> **Given text**

While RSV cases have started to decline, researchers at Imperial College London recently discovered another piece of the puzzle—and it’s not good. According to their new research, contracting a lower respiratory tract infection in early childhood is associated with a higher risk of dying from respiratory disease as an adult.

In the study published in The Lancet, the researchers showed the rate of premature death from respiratory disease was about 2% for those who had a lower respiratory tract infection (LRTI) in early childhood, compared with around 1% for those who did not.

Previous research has linked infant LRTIs to the development of adult lung function impairments, asthma and COPD, but it has been unclear if there is also a link to premature death in adulthood. This first-of-its-kind study spans more than 73 years and provides the best evidence to date that early respiratory health has an impact on mortality later in life.

> **What this task involves**
In the text on childhood respiratory infections, what was the rate of premature death from respiratory disease among people who had a lower respiratory tract infection in early childhood? The records aren't needed for answering anything about the text.

> **Raw data**
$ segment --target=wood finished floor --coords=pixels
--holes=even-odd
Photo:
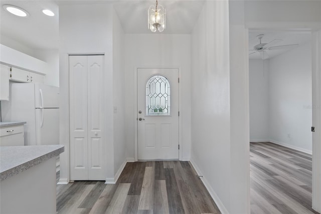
--
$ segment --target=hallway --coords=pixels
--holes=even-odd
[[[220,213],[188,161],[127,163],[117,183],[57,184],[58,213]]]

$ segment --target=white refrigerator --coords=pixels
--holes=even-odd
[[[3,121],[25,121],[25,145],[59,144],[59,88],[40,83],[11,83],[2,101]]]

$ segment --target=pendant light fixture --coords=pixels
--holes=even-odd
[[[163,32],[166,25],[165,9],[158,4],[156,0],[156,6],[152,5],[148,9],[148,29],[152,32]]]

> **Written response**
About 2%.